**Coordinate labeling data**
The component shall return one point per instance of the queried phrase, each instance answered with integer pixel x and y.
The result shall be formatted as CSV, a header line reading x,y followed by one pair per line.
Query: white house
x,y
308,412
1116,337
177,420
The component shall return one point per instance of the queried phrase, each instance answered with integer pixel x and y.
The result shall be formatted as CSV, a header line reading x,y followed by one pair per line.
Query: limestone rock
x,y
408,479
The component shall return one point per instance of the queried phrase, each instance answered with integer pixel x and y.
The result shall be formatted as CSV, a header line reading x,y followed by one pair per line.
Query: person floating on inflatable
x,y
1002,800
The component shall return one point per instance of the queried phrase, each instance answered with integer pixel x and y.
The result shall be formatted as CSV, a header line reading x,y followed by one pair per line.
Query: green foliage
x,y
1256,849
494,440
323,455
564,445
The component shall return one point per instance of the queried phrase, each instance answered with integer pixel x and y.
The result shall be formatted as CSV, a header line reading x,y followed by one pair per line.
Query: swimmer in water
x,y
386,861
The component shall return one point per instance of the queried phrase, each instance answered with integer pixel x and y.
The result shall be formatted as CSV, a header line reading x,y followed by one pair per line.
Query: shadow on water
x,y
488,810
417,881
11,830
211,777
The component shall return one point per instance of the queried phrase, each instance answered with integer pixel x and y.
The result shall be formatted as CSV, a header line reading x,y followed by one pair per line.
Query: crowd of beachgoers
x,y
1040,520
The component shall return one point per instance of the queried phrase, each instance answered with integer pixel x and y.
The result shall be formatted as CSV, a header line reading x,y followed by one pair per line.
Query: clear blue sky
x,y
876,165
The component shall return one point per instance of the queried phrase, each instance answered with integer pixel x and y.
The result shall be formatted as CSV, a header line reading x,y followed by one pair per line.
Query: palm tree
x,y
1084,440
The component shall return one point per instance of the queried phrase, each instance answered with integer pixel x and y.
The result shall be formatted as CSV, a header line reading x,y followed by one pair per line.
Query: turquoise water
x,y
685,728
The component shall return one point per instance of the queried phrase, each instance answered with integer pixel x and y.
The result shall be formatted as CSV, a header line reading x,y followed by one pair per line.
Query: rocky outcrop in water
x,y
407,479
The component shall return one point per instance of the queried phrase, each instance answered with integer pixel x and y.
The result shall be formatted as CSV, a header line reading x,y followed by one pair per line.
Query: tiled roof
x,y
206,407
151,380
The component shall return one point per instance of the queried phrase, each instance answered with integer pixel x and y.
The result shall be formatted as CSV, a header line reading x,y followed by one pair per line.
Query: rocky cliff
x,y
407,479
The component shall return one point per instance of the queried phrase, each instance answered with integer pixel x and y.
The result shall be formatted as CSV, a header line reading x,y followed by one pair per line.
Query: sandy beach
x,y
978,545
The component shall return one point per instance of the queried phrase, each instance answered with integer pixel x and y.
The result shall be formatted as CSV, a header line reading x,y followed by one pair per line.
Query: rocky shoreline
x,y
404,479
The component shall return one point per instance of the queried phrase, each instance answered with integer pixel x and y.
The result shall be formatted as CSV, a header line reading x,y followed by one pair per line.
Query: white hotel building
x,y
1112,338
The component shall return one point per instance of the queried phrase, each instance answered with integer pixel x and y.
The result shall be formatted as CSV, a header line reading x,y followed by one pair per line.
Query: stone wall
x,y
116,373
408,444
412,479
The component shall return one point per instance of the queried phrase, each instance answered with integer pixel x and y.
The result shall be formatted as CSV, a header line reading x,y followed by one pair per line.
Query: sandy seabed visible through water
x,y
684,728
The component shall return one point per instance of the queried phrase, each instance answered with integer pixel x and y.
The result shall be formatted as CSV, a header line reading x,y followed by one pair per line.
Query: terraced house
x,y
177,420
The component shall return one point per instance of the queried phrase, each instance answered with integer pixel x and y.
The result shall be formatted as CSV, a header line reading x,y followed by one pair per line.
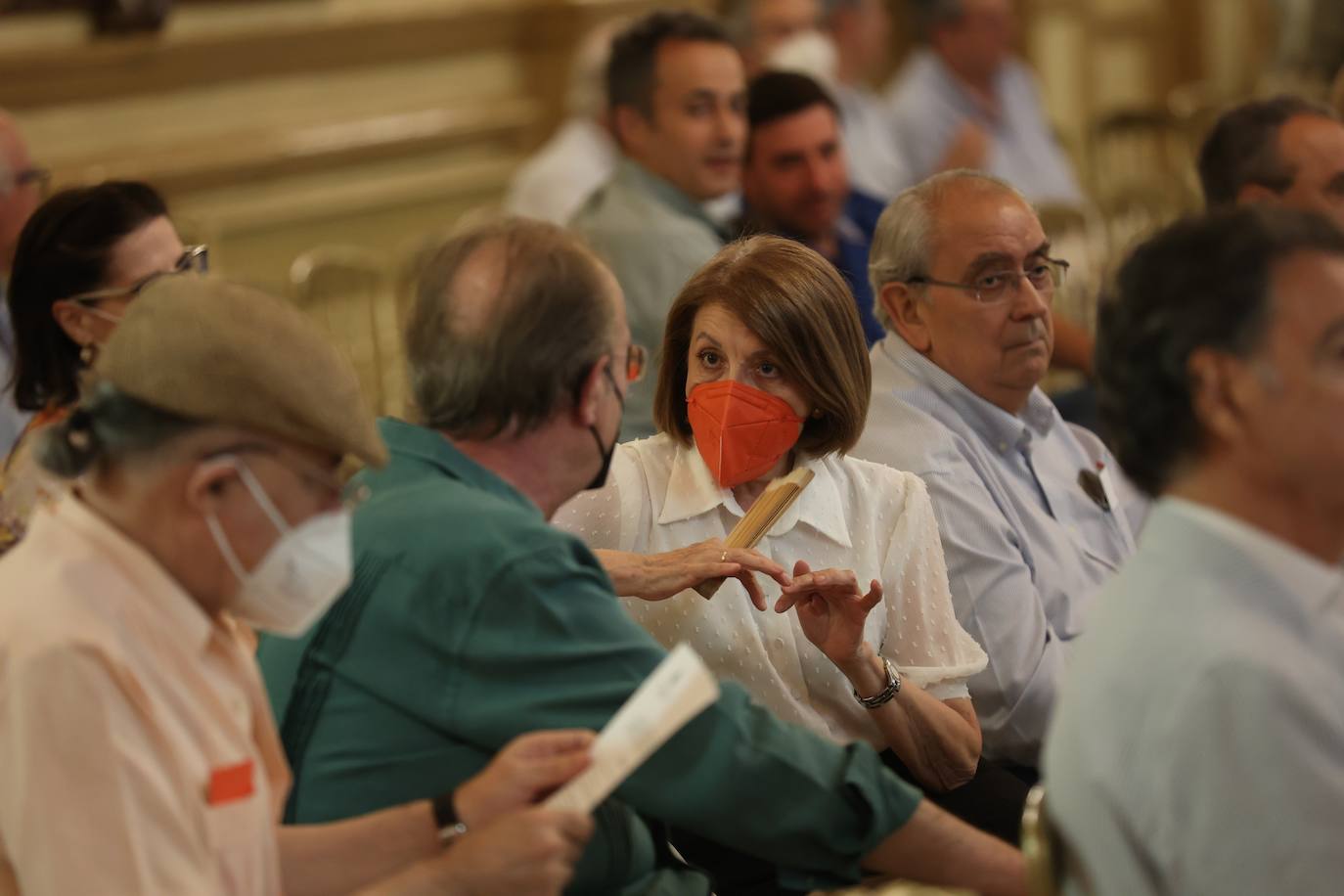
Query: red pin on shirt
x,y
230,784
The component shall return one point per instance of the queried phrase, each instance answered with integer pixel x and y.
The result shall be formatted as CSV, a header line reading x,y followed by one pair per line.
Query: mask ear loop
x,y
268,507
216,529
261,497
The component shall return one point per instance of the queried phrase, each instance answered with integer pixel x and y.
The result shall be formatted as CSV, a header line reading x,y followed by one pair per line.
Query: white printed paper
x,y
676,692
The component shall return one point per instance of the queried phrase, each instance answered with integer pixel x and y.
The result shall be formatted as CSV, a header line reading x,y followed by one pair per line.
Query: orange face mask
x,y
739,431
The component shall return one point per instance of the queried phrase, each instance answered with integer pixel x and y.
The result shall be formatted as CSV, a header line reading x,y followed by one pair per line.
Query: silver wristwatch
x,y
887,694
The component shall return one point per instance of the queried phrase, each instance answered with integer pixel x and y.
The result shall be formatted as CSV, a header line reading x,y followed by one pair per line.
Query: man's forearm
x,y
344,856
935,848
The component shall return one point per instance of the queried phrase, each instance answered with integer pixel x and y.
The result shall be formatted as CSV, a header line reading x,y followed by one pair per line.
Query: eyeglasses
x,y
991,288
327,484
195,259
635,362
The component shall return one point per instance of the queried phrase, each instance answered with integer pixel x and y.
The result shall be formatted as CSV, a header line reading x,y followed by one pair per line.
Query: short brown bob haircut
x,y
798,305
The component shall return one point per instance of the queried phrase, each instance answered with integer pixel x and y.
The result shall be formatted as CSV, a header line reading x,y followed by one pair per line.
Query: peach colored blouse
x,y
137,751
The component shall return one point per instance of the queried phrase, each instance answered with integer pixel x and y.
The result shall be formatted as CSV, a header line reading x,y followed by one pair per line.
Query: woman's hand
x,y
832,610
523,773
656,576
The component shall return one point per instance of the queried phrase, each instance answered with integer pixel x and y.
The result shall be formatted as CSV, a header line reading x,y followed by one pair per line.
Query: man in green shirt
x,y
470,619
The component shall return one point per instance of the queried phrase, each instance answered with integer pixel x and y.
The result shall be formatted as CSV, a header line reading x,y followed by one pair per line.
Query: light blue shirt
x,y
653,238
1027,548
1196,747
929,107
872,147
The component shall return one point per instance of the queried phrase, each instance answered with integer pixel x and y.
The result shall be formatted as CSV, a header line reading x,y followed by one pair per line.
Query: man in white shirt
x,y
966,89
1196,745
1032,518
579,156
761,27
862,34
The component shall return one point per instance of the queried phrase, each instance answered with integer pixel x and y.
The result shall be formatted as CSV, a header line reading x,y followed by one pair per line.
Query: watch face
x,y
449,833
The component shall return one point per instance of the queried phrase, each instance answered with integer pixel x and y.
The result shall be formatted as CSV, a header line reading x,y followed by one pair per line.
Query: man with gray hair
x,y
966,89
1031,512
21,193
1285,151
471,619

==

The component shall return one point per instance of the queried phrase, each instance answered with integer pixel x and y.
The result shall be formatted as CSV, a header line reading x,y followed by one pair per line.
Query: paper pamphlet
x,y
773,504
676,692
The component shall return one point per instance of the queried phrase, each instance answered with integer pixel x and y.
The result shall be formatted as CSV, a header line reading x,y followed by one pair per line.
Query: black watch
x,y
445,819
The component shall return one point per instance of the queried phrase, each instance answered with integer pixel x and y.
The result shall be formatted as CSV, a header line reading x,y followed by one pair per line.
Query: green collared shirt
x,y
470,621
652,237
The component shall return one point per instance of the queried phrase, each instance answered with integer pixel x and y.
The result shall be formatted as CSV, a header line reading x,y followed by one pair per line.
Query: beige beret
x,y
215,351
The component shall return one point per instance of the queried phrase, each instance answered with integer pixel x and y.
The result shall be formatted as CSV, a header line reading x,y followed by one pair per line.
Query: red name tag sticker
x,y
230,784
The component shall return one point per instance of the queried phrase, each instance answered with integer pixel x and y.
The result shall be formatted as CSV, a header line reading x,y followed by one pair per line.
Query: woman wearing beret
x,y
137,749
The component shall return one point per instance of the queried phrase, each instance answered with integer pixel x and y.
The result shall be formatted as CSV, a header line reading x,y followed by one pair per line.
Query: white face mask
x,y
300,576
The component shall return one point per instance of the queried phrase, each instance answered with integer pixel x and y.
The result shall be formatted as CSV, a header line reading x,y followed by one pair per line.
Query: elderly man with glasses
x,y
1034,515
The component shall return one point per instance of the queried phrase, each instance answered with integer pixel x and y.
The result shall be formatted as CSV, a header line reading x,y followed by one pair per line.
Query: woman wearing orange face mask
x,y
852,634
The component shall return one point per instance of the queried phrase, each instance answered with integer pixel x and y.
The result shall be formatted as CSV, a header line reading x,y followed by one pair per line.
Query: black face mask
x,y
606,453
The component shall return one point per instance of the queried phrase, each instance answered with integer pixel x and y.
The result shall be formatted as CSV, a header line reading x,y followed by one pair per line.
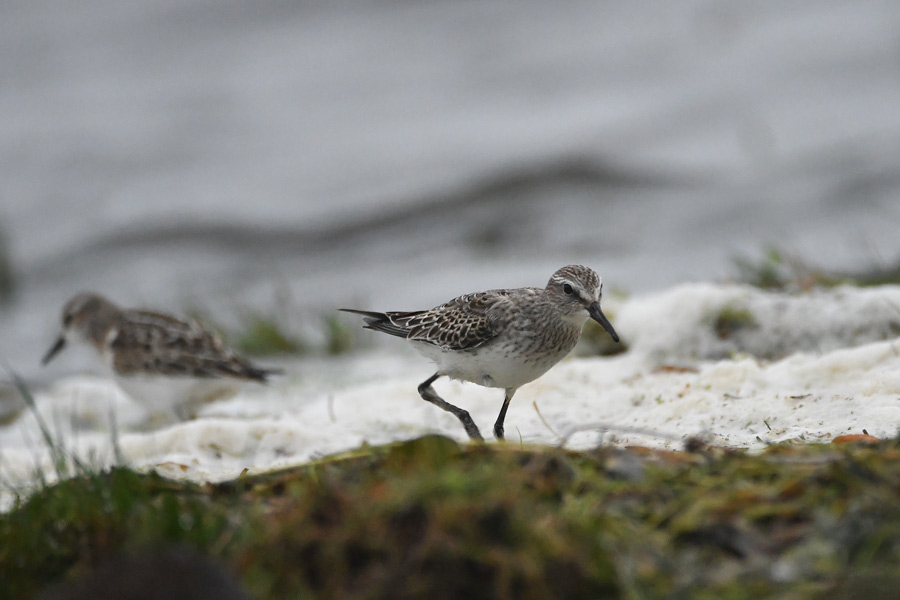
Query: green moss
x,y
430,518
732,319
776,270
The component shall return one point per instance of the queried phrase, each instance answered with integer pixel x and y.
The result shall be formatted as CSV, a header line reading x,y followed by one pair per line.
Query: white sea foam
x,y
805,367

--

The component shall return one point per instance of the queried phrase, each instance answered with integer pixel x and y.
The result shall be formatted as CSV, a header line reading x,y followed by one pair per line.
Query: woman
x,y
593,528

**Instruction**
Can you pull out every line in the rows above that contains the string "beret"? Case counts.

**Solution**
Query: beige beret
Query: woman wearing beret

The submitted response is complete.